Reproduce every line of the material below verbatim, leaving out the pictures.

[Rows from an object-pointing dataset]
+---+

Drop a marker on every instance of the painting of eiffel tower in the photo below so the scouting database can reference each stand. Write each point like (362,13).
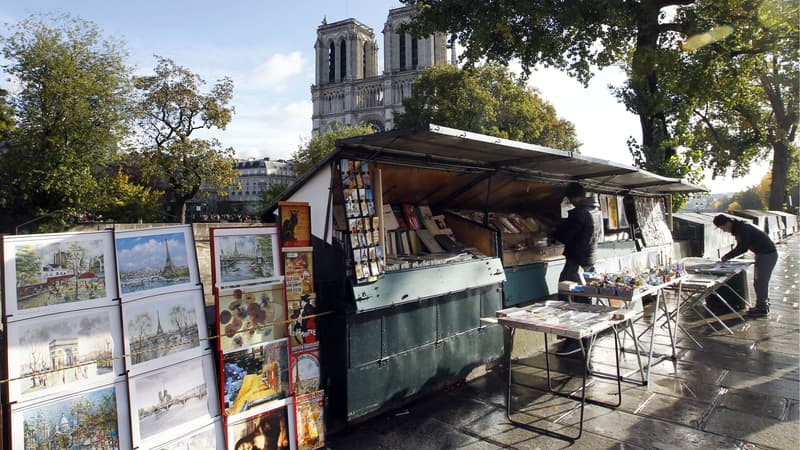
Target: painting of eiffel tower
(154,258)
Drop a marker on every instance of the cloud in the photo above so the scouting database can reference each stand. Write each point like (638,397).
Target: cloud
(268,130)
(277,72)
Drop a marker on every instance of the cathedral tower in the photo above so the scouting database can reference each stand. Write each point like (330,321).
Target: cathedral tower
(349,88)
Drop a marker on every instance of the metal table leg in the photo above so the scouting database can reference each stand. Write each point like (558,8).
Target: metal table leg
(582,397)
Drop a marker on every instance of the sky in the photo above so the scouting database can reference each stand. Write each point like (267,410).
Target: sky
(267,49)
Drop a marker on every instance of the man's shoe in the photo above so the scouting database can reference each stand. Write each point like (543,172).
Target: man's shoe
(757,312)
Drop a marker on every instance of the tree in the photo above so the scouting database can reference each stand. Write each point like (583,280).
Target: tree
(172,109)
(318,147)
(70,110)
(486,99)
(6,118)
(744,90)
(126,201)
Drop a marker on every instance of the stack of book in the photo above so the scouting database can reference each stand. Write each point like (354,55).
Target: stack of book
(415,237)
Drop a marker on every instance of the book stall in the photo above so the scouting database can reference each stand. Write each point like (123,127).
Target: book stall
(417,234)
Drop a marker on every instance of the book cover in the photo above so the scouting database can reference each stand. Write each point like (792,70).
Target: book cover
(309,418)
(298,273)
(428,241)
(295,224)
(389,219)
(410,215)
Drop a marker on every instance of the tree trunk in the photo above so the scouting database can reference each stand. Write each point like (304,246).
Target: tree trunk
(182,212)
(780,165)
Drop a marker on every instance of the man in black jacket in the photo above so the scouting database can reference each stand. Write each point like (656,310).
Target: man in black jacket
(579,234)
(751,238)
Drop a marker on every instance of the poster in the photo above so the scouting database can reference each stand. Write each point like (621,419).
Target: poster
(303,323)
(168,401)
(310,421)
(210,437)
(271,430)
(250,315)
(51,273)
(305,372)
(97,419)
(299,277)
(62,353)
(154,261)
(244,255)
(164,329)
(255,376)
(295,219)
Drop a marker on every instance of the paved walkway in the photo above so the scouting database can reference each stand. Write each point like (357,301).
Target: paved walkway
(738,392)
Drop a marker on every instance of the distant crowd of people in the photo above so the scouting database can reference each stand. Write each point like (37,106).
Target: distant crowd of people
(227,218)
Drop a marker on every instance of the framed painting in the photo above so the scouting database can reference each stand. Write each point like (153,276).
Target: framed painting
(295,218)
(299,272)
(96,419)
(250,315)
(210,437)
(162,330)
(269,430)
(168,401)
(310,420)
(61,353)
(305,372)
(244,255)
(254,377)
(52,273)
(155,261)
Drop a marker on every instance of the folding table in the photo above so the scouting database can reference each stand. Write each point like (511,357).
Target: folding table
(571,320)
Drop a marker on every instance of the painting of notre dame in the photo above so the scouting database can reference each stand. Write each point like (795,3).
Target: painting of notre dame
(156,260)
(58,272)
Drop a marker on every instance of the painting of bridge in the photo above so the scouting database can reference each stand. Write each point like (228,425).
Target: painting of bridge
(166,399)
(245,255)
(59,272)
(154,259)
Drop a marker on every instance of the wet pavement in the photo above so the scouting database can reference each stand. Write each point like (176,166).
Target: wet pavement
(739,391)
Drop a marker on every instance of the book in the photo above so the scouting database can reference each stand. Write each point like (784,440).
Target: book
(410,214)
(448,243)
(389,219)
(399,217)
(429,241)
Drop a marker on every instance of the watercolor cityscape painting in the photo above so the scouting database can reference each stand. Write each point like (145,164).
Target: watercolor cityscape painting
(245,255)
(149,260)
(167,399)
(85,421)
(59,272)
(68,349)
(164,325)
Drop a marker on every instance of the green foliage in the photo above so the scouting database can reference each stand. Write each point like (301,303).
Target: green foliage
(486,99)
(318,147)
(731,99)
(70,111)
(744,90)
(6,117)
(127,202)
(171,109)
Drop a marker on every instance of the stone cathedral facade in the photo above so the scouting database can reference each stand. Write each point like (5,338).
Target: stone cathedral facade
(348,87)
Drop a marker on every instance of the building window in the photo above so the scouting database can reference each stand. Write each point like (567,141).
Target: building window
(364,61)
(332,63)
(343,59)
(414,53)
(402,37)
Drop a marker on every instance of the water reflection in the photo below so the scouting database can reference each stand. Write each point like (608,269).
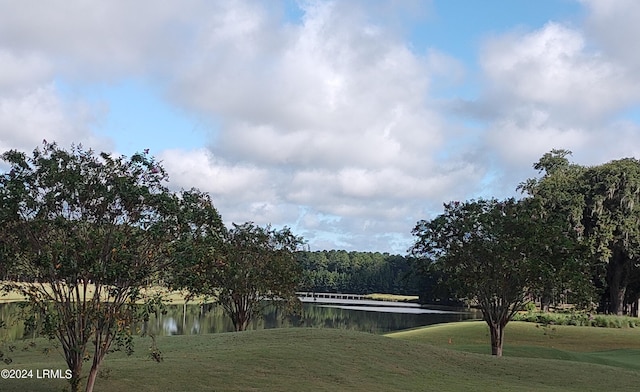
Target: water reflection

+---+

EXERCISE OUTPUT:
Drop a marker on every instance of the painting of eiffel tower in the photo below so the scouting database can reference each stand. Write each point like (362,13).
Target: painting of eiffel tower
(154,258)
Drop a marker on every instance of the cloud in the photo above so the scouting database can reference each stand. Write each point like (638,397).
Target: cloud
(268,130)
(277,72)
Drop a marker on every instance of the cathedral tower in the photo above so the scouting database can reference each stand. Write each point like (330,321).
Target: cathedral tower
(349,88)
Drop a marker on every instance of the metal table leg in the photo above so the scouting database can reference each stand. Write each point like (558,8).
Target: metal table leg
(582,397)
Drop a marker on every instance of the sky in the photo above so the scouting database can reference each stand. Write each point like (267,410).
Target: sky
(267,49)
Drop a marker on every instance of the man's shoe in the photo above so the scouting database can reference each stand. Write each point like (543,172).
Target: man's shoe
(757,312)
Drop a marker on every instance of the tree in the photo above so the scouting database can reference each stand. Write each point like (583,280).
Target: tree
(172,109)
(318,147)
(70,110)
(486,99)
(6,118)
(744,90)
(126,201)
Drop a marker on every instance of the stack of book in the photo above so the scouting database can reference each stand. Write each point like (354,55).
Target: stack of book
(415,237)
Drop a marker on every instance of the book stall in the photo above so the scouting database can reference each stand. Write each point like (123,127).
Target: book stall
(417,234)
Drop a marker on every instance of the book cover in the photo above so the scouting database can reference each stand. Write each point like (792,70).
Target: book cover
(309,418)
(298,273)
(428,241)
(295,224)
(389,219)
(410,215)
Drop a marker on every instance of the tree trunk in the photo above so the scouting database can reference each stand. Write each point like (304,246).
Target: tree trunk
(182,212)
(780,165)
Drop a marker on every instance of the man in black jacket in the photo above so the scouting database can reference each stand. Write each point like (656,310).
Target: man in black jacket
(579,234)
(751,238)
Drop a marker on every instance of the poster in the photo above so the scouting database can reference each stand. Write each point like (621,419).
Target: poster
(303,323)
(168,401)
(310,421)
(210,437)
(271,430)
(250,315)
(51,273)
(305,372)
(97,419)
(299,277)
(62,353)
(154,261)
(244,255)
(164,329)
(255,376)
(295,219)
Drop a marker on every instance of the paved walkway in the photo above so the scouting database can reference each stand. Write each point like (357,301).
Target: paved walkway
(738,392)
Drop a marker on every instance of the distant crowd of people in the photo above so the scouting database can reference each stand. Write each point like (37,106).
Target: distant crowd of people
(227,218)
Drop a marker on every instance of the framed painting in the photo above so the scouting database can reference each stand. Write each point like (153,276).
Target: framed painting
(295,218)
(299,272)
(96,419)
(250,315)
(210,437)
(162,330)
(269,430)
(168,401)
(310,420)
(61,353)
(305,372)
(244,255)
(254,377)
(52,273)
(155,261)
Drop a marker on every instance of the folding table in the photo above so the scouting database can reference each stand. Write each point like (511,357).
Target: folding table
(571,320)
Drop a marker on every instance of the painting of notre dame in the photo above so the scouting database can reference each stand. Write each point like (795,3).
Target: painting of notre dame
(156,260)
(58,272)
Drop a marker on every instance of the painting of bridge in the photo above so the scouting database can reference each stand. Write each point like (228,425).
Target: painting of bridge
(166,399)
(245,255)
(59,272)
(154,259)
Drop a marker on every instance of the wet pavement in the photo above so the scouting database can reference each stand. Write each point like (176,166).
Target: wet pavement
(739,391)
Drop a marker on every instance of the book in the photo above so the scouting database can reference each stand. Write each point like (784,440).
Target: book
(410,214)
(448,243)
(389,219)
(399,217)
(429,241)
Drop a marker on every instance of the watercolor cityscape painting in the photo above so the scouting database can reference each stand. Write each point like (145,164).
Target: watercolor cityscape painting
(245,255)
(149,260)
(167,399)
(85,421)
(59,272)
(68,349)
(164,325)
Drop a marker on every instance of the green foliage in the photo above so the scouting database can reference each stand. Write each point like (301,303).
Target: green foliage
(486,99)
(318,147)
(731,99)
(70,111)
(744,90)
(6,117)
(127,202)
(171,109)
Drop a marker on every instance of the stone cathedral facade in the photo above so the scouting database can reference each stand. Write each point like (5,338).
Target: stone cathedral facade
(348,87)
Drop a marker on every instance of the building window in the photo above so the scouting database can reference each stand. Write each point like (567,141).
Target: building window
(364,61)
(332,63)
(343,59)
(414,53)
(402,37)
Drop a marker on every instance of the water reflection in the photo below so the scouting database can reference each stand. Write each point like (608,269).
Target: water reflection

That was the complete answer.